** BEGIN SOURCE MATERIAL **

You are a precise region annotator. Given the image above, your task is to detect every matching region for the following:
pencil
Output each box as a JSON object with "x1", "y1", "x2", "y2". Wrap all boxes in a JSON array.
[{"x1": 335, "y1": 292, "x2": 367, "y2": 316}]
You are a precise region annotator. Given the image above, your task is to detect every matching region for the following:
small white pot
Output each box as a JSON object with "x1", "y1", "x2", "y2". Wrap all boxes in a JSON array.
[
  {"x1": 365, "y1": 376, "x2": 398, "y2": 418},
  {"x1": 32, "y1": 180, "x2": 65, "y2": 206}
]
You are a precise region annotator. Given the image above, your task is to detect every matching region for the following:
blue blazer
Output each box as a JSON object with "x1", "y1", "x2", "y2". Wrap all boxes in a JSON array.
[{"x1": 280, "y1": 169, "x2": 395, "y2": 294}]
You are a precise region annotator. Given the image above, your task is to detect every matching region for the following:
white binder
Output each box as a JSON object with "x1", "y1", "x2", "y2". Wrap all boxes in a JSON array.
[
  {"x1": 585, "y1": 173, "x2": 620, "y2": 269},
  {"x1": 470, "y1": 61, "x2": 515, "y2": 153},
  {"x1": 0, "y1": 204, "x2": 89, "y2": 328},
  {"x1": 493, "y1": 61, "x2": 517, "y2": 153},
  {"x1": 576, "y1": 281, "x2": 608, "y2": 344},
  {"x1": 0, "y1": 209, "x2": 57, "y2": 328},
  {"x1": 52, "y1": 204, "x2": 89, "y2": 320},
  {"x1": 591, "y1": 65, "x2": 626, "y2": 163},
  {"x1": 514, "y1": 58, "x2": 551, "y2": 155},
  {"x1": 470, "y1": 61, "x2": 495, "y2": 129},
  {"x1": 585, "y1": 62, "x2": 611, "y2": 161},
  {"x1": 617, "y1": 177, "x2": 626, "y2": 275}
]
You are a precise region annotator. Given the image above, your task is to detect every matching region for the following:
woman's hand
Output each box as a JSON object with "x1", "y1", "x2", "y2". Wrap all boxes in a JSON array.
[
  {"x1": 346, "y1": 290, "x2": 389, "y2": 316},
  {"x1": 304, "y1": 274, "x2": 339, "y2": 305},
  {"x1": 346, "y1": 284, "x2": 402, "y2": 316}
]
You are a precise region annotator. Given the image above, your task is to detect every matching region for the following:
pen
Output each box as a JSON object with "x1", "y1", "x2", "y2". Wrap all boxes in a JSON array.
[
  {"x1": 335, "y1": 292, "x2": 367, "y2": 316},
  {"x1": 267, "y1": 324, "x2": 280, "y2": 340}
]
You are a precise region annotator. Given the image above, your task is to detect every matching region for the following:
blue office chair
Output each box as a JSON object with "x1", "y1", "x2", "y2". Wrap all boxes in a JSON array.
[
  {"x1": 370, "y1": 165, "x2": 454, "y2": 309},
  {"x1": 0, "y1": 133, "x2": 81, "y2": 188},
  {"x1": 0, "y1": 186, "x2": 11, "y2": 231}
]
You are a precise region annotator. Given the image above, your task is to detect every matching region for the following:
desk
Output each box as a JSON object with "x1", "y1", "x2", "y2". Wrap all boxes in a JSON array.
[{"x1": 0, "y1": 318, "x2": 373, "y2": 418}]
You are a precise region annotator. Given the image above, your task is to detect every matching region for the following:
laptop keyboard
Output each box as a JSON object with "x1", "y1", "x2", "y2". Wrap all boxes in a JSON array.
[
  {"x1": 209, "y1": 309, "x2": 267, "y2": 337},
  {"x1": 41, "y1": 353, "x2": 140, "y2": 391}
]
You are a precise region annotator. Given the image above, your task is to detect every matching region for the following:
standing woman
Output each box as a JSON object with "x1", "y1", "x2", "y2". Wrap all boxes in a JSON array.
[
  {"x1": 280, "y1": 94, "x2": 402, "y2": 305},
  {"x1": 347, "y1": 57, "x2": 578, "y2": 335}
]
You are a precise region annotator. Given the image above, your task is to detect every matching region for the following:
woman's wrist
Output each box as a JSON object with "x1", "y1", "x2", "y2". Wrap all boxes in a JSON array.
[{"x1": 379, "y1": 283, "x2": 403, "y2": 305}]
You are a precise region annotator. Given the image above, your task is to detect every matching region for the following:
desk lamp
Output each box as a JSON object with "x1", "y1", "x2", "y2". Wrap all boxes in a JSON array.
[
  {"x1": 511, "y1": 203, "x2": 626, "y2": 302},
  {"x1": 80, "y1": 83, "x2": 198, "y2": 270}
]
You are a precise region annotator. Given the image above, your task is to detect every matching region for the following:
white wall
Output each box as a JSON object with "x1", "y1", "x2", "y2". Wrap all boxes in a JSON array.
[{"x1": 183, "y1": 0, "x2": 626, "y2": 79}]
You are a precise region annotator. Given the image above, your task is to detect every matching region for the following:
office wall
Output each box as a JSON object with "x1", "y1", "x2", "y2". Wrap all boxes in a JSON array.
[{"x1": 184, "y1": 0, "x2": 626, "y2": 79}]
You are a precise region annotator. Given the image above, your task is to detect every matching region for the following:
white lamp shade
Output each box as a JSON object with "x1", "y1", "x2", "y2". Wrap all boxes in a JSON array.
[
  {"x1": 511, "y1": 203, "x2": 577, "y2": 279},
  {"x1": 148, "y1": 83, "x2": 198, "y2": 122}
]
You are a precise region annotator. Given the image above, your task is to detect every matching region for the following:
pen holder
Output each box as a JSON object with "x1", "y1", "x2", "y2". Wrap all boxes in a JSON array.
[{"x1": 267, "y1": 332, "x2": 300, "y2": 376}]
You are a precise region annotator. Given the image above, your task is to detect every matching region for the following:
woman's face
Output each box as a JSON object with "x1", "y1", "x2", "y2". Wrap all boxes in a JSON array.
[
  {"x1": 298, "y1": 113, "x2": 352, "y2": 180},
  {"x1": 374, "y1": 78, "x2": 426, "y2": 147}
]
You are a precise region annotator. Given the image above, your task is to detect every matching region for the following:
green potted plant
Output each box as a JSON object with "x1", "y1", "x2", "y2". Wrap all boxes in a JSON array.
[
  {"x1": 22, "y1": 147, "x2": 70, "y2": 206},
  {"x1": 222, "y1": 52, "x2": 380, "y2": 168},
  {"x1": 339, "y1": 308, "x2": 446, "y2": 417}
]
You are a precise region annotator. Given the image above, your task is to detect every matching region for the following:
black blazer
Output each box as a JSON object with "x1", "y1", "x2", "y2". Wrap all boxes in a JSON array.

** END SOURCE MATERIAL **

Exactly reproduce every line of the data above.

You are a precise region annotator. Given the image above, your task is to detect every matching region for the following:
pencil
Output each box as a JSON object with "x1", "y1", "x2", "y2". Wrap all boxes in a JSON array.
[{"x1": 335, "y1": 292, "x2": 367, "y2": 316}]
You are a precise region annotator. Given the image above, your task is to detect every matching region for the following:
small white pot
Output each box as a JSON object with "x1", "y1", "x2", "y2". Wrap all boxes in a JSON array.
[
  {"x1": 365, "y1": 376, "x2": 398, "y2": 418},
  {"x1": 32, "y1": 180, "x2": 65, "y2": 206}
]
You are a precise region annotator. Given the image above, your task is to detect every matching region for the following:
blue blazer
Output each box as a JSON object with "x1", "y1", "x2", "y2". Wrap all boxes in a JSON array.
[{"x1": 280, "y1": 169, "x2": 395, "y2": 294}]
You are a precise region annotator. Given the image above, your task is to detect every matching region for the following:
white binder
Output each box as a JSON object with "x1", "y1", "x2", "y2". Wrap all boxes in a JSON array.
[
  {"x1": 585, "y1": 173, "x2": 620, "y2": 269},
  {"x1": 470, "y1": 61, "x2": 515, "y2": 153},
  {"x1": 0, "y1": 204, "x2": 89, "y2": 328},
  {"x1": 493, "y1": 61, "x2": 517, "y2": 153},
  {"x1": 576, "y1": 281, "x2": 608, "y2": 344},
  {"x1": 0, "y1": 209, "x2": 57, "y2": 328},
  {"x1": 52, "y1": 204, "x2": 89, "y2": 320},
  {"x1": 591, "y1": 65, "x2": 626, "y2": 163},
  {"x1": 514, "y1": 58, "x2": 551, "y2": 155},
  {"x1": 470, "y1": 61, "x2": 495, "y2": 129},
  {"x1": 585, "y1": 62, "x2": 611, "y2": 161},
  {"x1": 617, "y1": 177, "x2": 626, "y2": 275}
]
You are a precise region annotator. Given the image above, your task is to detect every matching region for the following:
woman's hand
Output each box as a JSON object with "x1", "y1", "x2", "y2". Wrap all boxes in a JSON array.
[
  {"x1": 346, "y1": 290, "x2": 389, "y2": 316},
  {"x1": 304, "y1": 274, "x2": 339, "y2": 305},
  {"x1": 346, "y1": 284, "x2": 402, "y2": 316}
]
You are a precise region annotator. Given the image above, your task is to detect every matching region for the following:
pen
Output each box as a JSON object with "x1", "y1", "x2", "y2". Wrap all boxes in a JSON array.
[
  {"x1": 335, "y1": 292, "x2": 367, "y2": 316},
  {"x1": 267, "y1": 324, "x2": 280, "y2": 340}
]
You are a precise region annotator. Given the image above, your task is to detect every matching region for the following:
blue office chair
Output each box as a JSON object with "x1", "y1", "x2", "y2". Wrap all boxes in a JSON array.
[
  {"x1": 370, "y1": 165, "x2": 454, "y2": 309},
  {"x1": 0, "y1": 133, "x2": 81, "y2": 188},
  {"x1": 0, "y1": 186, "x2": 11, "y2": 231}
]
You are a precise region annotator. Given the image above, your task is to detect every matching region for the following:
desk
Output each box as a JSON object with "x1", "y1", "x2", "y2". Wrap all boxes in a JSON array.
[{"x1": 0, "y1": 318, "x2": 373, "y2": 418}]
You are a precise region annotator. Given the image above, your task is to detect every matching region for the following:
laptop keyboard
Output each box as a JSON object with "x1", "y1", "x2", "y2". Wrap all boxes in a JSON array.
[
  {"x1": 209, "y1": 309, "x2": 267, "y2": 337},
  {"x1": 41, "y1": 353, "x2": 140, "y2": 391}
]
You are a precise region annotator. Given the image above, your task is to detect every matching region for the following:
standing woman
Output each box as a JSON object with "x1", "y1", "x2", "y2". Wrap all boxes in a JSON array.
[
  {"x1": 280, "y1": 94, "x2": 402, "y2": 305},
  {"x1": 347, "y1": 57, "x2": 578, "y2": 335}
]
You are a precise region annotator. Given the image above, your task is to detect every matching region for the following:
woman's wrist
Output each box as a JSON object with "x1", "y1", "x2", "y2". Wrap all boxes in a JSON array.
[{"x1": 379, "y1": 283, "x2": 403, "y2": 305}]
You are a precise region annotator. Given the image above, your task is to detect every matching region for the following:
desk lamp
Output each box as a JSON object with "x1", "y1", "x2", "y2". Wrap all boxes in a JSON array.
[
  {"x1": 511, "y1": 203, "x2": 626, "y2": 302},
  {"x1": 80, "y1": 83, "x2": 198, "y2": 270}
]
You are a precise region annotator. Given the image above, your task is to detect every matching region for the following:
white wall
Output each box as a JSON object with "x1", "y1", "x2", "y2". Wrap all boxes in a JSON array.
[{"x1": 183, "y1": 0, "x2": 626, "y2": 79}]
You are a precise region annotator. Given the image above, your task is to detect every matching region for the following:
office wall
Output each box as a JSON object with "x1", "y1", "x2", "y2". Wrap all boxes in a JSON array.
[{"x1": 184, "y1": 0, "x2": 626, "y2": 79}]
You are a precise region annotator. Given the image above, your task is to detect every matching region for the following:
white lamp shade
Output each box as a JSON object with "x1", "y1", "x2", "y2". Wrap all boxes in a JSON array.
[
  {"x1": 511, "y1": 203, "x2": 577, "y2": 279},
  {"x1": 148, "y1": 83, "x2": 198, "y2": 122}
]
You are a precise region annotator. Given the image above, your task is to detect every matching region for the following:
pen holder
Output each box as a JSON object with "x1", "y1", "x2", "y2". Wrap all boxes in a JSON array.
[{"x1": 267, "y1": 332, "x2": 300, "y2": 376}]
You are a precise region annotator. Given the image above, your task is to detect every matching region for the following:
woman's face
Output each box as a JSON object with "x1", "y1", "x2", "y2". Wrap all boxes in a JSON array.
[
  {"x1": 298, "y1": 113, "x2": 352, "y2": 180},
  {"x1": 374, "y1": 78, "x2": 426, "y2": 147}
]
You are a precise region annotator. Given the image above, your task is to detect every matching region for the following:
green potted plant
Output each box as a JSON object with "x1", "y1", "x2", "y2". Wrap all boxes in a JSON array.
[
  {"x1": 22, "y1": 147, "x2": 70, "y2": 206},
  {"x1": 222, "y1": 52, "x2": 380, "y2": 168},
  {"x1": 339, "y1": 308, "x2": 446, "y2": 417}
]
You are a precise region annotator. Given the image above, your task is to detect every matching region for the following:
black blazer
Output each box as a JSON object with "x1", "y1", "x2", "y2". Wrap all boxes in a JSON array.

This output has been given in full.